Resume the text on contact center customer service, picking up directly after its final sentence.

## BEGIN Selected excerpt

Although the concept seems simple, the benefits of unified messaging can be remarkable. Agents can spend more time focusing on the content and quality of their replies to customers and less time on the mechanics of how they retrieve and manage their messages. Agents will have convenient access to all message types since voice mails and faxes become messages along with their email. Call centers will realize a tremendous productivity boost from unified messaging since their agents will no longer need to make round-trips to the fax machine or spend time dialing into voice mail systems to retrieve messages.
From a customer service perspective, Unified Messaging helps agents to easily maintain and manage a customer's interaction history of email, voice mail, and fax. With easy access to customer interaction history, agents can forward messages with combined media quickly to other parts of the organization. Visual scanning of email, voice-mail, and fax messages also allows agents to better prioritize their messages and respond rapidly to critical messages.
There are several key elements that should be part of a true unified messaging system. Voice mail, faxes, and email should all be treated the same as an "interaction message." In the instance that your mail system should go down, unified messaging should provide fault tolerance by creating local copies of voice mail and faxes and handle the queuing of these incoming messages.


Integrated Multimedia
Future enhancements in the support of the Multimedia Contact Center will bring about new technology that can fully integrate all types of customer contacts. All interactions will be queued and routed by a single process. Call centers will be able to build rules and logic into this process to determine how and where an interaction should be handled. For example, in some instances Web chats may take precedence over phone calls, so these types of interactions would be given a higher priority in the inbound queue. Or, some customers may receive priority treatment regardless of which contact method they use. A specific type of email may require specialized skills, so this interaction would be routed to an agent with the appropriate skill set. As the dynamics of the call center change, the traditional phone, web, and messaging systems will need to merge into one to create a super "contact distribution" system for support of an integrated media environment.


  





Monday, February 11, 2013

The Quest for Affordable, Superior Customer Service!



For years, organizations have struggled to balance customer satisfaction with the requirement to increase revenue and minimize the cost of customer service.
Managing these conflicting goals is difficult, but is complicated even further by the many different enterprise functions and supporting processes involved in serving customers. These include the traditional customer touch points — the contact center and branch offices — as well as back-office operations.


Not surprisingly, each of these areas within the organization has its own systems, processes, and procedures for managing workflow and assessing effectiveness. These pose a variety of challenges:


• Although management applications and workforce management, IVR, ACD, and CRM systems provide a staggering amount of statistical data about what is happening in the organization, they do not explain why — and unit-level managers may lack the time, tools, and expertise necessary to perform meaningful data analysis.
• Applications often cannot share information readily, and data may remain hidden or inaccessible. Moreover, since the applications typically are purchased, implemented, and administered independently, they usually require duplicate effort and expense to install and maintain, thereby reducing their return on investment.
• Different functional areas within the organization often lack standardized processes for sharing and correlating data with other areas. This problem becomes magnified as data and reports are disseminated to successively higher levels in the organization. Reporting periods and units of measurement may vary from one business unit to another. Each unit, branch, or contact center may report on a different set of metrics altogether, making it difficult for data to be rolled up into meaningful reports. This prevents organizations from receiving a holistic view of performance, making data analysis for enterprise decision making nearly impossible.

## END Selected excerpt
## BEGIN Record extracts

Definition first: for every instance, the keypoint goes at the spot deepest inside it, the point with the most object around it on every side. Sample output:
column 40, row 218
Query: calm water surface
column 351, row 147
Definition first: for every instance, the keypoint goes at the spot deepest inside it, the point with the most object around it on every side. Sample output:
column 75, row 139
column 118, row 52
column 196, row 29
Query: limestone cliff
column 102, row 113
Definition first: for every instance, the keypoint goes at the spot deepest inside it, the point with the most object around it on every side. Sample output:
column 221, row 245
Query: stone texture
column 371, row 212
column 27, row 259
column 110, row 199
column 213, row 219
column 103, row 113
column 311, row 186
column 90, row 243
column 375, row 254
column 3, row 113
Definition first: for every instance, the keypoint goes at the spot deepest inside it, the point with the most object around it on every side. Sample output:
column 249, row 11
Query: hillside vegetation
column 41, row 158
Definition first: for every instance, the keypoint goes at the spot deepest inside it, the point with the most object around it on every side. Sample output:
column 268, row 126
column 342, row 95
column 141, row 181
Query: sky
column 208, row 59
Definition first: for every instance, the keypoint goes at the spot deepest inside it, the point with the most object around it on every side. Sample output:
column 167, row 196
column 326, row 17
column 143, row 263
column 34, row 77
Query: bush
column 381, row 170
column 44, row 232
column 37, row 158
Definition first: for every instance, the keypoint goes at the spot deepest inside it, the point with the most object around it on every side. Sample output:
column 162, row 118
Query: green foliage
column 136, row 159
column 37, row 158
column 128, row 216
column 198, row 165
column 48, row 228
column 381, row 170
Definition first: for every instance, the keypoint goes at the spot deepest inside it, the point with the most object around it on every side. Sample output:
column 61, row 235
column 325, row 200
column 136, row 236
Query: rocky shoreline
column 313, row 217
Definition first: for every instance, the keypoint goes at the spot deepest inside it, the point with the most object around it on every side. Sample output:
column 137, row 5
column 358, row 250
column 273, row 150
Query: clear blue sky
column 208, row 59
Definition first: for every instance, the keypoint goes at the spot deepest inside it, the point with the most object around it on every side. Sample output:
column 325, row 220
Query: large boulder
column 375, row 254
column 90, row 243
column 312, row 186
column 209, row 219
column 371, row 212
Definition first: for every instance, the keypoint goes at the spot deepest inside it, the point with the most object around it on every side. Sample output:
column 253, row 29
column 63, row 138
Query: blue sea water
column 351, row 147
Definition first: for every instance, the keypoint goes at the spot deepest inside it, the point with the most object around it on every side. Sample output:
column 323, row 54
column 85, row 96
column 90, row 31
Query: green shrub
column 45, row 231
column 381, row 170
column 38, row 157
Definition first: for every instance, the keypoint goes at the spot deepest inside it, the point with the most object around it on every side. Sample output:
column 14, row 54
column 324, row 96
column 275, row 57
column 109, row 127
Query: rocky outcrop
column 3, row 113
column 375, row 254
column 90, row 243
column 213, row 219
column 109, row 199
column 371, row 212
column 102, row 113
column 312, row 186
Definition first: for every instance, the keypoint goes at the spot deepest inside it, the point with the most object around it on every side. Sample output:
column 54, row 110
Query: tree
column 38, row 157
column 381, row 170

## END Record extracts

- [Written answer]:
• Many — if not most — organizations have developed their customer service processes to fit around their internal systems and procedures, such as accounting, order fulfillment, and delivery. These systems and processes are convenient for the organization, but not necessarily for the customer. Unless organizations have a means of collecting, analyzing, sharing, and acting on statistically valid customer feedback, they run the risk of alienating customers without even realizing that a problem exists somewhere within their service delivery chain.


Collectively, these challenges pose a formidable barrier to strategic decision making and superior customer service. In fact, they tend to foster fragmented customer service. In a survey of 176 North American firms with revenues of $500 million or more, Forrester Research presented respondents with a list of potential issues. Seventy-three percent of firms selected “getting alignment across organizations” as a significant obstacle for improving the customer experience they deliver. Organizations need a way to capture, analyze, share, act on, and learn from actionable intelligence™ — customer and workforce performance data—to deliver a unified, quality customer experience. 


Leveraging Actionable Intelligence
 
Escalating costs, competition, and customer expectations have translated into huge pressures in every industry. In recent research conducted by Gartner, businesses identified the following as their top five priorities.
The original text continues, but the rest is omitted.